- _WHAT YOU WILL DO_
Treat the line containing "Provide one marker per instance of the sky" as the first line and the final line of the material below as the last; reproduce that range exactly.

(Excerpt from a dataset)
━━━━━━━━
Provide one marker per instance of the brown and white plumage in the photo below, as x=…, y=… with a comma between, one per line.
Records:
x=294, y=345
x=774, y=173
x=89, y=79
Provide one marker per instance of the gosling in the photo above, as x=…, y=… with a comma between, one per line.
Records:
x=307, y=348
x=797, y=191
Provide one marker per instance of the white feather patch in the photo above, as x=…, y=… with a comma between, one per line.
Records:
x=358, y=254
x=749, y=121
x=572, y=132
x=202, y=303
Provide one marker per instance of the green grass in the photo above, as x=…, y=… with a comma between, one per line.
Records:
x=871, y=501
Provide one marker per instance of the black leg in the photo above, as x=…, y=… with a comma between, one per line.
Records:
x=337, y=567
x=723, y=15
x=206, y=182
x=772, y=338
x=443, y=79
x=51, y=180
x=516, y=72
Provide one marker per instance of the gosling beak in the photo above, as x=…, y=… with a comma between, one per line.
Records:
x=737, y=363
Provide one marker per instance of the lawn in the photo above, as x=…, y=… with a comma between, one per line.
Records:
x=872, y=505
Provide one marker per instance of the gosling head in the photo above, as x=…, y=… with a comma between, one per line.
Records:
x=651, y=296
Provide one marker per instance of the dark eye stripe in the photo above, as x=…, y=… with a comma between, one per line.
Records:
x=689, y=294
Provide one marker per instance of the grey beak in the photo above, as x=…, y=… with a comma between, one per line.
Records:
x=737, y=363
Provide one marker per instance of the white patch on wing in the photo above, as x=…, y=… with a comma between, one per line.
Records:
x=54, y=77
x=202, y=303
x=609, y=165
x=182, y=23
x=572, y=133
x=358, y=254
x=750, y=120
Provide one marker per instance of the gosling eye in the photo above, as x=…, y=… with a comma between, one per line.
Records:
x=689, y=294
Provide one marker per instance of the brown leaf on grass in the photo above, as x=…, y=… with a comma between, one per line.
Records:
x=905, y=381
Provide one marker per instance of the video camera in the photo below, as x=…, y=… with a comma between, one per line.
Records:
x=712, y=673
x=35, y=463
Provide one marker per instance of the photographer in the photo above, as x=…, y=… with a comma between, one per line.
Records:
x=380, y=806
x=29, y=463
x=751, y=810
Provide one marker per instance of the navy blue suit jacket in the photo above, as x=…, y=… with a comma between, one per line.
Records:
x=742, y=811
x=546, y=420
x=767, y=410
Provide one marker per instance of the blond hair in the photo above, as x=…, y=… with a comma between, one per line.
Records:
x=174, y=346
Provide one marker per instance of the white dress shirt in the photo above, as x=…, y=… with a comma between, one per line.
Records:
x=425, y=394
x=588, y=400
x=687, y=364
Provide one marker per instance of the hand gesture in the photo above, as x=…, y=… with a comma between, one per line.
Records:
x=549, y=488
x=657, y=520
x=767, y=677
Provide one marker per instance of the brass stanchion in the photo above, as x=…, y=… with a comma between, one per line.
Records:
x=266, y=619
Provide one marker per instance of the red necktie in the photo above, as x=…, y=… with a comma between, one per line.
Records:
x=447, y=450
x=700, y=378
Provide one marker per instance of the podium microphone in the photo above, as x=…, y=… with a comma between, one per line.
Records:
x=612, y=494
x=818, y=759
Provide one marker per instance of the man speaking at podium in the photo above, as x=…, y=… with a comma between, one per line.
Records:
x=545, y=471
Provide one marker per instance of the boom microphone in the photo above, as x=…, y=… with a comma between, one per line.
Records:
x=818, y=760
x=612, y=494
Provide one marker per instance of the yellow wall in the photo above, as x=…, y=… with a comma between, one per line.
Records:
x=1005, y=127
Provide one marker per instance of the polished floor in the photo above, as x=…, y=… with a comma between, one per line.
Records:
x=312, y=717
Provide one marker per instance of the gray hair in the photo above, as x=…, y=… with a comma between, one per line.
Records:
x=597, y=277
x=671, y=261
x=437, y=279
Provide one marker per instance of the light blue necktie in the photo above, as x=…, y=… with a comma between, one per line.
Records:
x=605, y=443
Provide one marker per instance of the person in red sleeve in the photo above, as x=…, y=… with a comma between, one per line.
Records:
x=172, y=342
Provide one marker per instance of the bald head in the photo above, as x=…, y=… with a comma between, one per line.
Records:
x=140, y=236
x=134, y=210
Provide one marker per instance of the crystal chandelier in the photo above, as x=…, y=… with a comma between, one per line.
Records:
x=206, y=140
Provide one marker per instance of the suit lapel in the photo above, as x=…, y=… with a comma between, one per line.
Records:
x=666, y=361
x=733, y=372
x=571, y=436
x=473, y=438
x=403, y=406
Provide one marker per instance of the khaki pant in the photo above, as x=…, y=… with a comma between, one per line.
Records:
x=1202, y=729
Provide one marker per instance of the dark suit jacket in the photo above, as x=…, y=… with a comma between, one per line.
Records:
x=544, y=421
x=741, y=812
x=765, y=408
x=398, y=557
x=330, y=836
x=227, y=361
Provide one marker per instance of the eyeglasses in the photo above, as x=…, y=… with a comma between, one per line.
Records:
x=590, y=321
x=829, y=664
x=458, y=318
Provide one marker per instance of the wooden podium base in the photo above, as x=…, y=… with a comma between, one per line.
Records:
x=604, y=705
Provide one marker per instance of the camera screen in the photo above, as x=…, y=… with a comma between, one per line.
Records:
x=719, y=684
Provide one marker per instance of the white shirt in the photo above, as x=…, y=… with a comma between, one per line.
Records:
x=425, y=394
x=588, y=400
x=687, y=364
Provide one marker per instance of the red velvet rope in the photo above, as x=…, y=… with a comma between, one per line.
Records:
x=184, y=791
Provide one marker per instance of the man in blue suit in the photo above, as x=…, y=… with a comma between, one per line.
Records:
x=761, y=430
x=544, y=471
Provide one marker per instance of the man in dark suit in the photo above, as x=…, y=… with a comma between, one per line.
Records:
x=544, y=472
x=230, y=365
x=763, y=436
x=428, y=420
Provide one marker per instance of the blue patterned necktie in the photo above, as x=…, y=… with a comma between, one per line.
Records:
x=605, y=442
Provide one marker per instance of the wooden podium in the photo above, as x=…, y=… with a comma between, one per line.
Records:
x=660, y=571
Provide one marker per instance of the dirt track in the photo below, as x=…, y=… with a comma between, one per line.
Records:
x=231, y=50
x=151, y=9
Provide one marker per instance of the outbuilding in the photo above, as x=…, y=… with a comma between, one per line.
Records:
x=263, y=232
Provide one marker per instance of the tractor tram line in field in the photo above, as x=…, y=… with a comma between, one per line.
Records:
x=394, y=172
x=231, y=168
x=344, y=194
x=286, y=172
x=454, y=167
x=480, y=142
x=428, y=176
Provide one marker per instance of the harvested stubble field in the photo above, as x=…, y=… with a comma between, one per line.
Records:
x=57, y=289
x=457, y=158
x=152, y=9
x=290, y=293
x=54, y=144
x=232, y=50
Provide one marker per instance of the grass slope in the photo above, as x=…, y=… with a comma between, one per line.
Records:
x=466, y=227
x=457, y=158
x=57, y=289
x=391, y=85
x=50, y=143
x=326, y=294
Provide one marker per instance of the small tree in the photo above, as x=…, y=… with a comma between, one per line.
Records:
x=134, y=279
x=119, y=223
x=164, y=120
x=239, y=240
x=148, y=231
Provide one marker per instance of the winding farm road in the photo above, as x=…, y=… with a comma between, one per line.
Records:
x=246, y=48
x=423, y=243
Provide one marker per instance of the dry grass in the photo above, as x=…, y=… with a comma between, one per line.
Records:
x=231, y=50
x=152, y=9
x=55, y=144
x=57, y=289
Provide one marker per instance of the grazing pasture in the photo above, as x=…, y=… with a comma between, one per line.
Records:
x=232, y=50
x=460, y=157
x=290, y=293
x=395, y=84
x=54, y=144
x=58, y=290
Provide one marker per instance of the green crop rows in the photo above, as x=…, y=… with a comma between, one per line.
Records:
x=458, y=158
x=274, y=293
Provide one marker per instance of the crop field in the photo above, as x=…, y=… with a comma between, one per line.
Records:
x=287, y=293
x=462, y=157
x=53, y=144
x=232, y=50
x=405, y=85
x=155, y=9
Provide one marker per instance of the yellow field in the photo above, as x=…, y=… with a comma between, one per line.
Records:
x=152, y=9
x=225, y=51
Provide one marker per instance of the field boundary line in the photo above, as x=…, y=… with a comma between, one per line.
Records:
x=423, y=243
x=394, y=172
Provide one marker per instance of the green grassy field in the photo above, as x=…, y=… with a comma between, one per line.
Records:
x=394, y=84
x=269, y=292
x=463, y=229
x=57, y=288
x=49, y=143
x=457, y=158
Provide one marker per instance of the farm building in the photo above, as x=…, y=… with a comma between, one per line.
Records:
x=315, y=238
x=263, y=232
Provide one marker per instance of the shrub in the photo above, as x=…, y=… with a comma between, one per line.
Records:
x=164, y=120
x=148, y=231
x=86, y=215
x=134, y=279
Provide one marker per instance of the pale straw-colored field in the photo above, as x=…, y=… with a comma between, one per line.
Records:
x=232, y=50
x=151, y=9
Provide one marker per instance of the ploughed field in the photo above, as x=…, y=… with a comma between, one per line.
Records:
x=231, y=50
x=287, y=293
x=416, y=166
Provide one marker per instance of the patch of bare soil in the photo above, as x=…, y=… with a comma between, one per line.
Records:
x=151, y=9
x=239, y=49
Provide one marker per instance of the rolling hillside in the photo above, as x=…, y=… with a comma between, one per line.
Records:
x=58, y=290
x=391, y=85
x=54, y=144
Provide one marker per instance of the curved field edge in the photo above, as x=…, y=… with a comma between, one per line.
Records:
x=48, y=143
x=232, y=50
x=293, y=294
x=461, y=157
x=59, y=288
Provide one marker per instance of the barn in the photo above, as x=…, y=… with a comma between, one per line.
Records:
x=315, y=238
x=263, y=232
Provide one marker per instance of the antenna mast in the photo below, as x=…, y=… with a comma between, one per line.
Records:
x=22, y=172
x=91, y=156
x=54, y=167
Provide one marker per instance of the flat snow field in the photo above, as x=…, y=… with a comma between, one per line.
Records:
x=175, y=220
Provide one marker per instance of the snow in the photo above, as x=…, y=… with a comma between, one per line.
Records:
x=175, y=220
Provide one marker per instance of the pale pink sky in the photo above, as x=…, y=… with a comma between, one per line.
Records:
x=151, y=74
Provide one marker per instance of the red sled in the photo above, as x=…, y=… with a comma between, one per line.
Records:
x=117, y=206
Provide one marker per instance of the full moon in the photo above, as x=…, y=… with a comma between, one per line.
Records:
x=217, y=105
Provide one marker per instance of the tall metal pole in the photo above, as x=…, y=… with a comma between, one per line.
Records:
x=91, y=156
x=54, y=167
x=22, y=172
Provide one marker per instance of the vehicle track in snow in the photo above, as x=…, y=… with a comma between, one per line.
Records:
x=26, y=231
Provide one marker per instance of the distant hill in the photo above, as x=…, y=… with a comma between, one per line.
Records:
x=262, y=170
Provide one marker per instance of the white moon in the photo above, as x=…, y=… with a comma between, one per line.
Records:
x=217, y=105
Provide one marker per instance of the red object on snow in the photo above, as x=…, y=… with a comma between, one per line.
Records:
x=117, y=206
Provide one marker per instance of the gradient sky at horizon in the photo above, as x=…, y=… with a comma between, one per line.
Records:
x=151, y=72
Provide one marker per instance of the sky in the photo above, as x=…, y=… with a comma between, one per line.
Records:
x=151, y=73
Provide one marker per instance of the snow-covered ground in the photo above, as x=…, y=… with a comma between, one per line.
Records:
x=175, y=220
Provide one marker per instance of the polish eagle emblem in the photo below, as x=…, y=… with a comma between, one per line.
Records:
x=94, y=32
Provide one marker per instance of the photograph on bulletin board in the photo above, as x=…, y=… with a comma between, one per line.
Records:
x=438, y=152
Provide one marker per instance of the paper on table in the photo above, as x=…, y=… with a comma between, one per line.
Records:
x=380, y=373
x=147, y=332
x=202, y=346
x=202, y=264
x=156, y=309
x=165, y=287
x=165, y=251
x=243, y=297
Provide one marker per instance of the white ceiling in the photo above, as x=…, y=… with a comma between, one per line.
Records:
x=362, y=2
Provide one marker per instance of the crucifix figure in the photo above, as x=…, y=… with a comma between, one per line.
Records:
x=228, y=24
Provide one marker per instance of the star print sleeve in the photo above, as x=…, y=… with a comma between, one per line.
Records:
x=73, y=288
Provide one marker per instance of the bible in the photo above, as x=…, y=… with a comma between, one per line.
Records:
━━━━━━━━
- _FINAL RESULT_
Provide one marker per instance of the sky in the photo above, as x=…, y=… with a comma between, one per line.
Records:
x=151, y=73
Provide one marker per instance of the snow-covered ground in the photo above, as x=…, y=… with a comma between, one per line.
Records:
x=175, y=220
Provide one marker per instance of the polish eagle emblem in the photo below, as x=…, y=… with a comma between, one per line.
Records:
x=94, y=32
Provide one marker per instance of the photograph on bulletin board in the photo above, as x=…, y=… with a comma between, one per line.
Records:
x=438, y=152
Provide one marker per instance of the paper on table in the photo above, as x=…, y=… with a comma between, one per line.
Records:
x=380, y=373
x=147, y=332
x=202, y=346
x=202, y=264
x=156, y=309
x=165, y=287
x=165, y=251
x=243, y=297
Provide one marker per instance of the white ceiling in the photo above, as x=…, y=… with a comma between, one per line.
Records:
x=362, y=2
Provide one marker per instance of the crucifix figure in the photo above, as x=…, y=… with a comma between, one per line.
Records:
x=228, y=24
Provide one marker per instance of the star print sleeve in the photo above, as x=…, y=… with a comma between, one per line.
Records:
x=73, y=288
Provide one marker per instance of the bible in the photo above, as x=…, y=… with a comma between, one per line.
Records:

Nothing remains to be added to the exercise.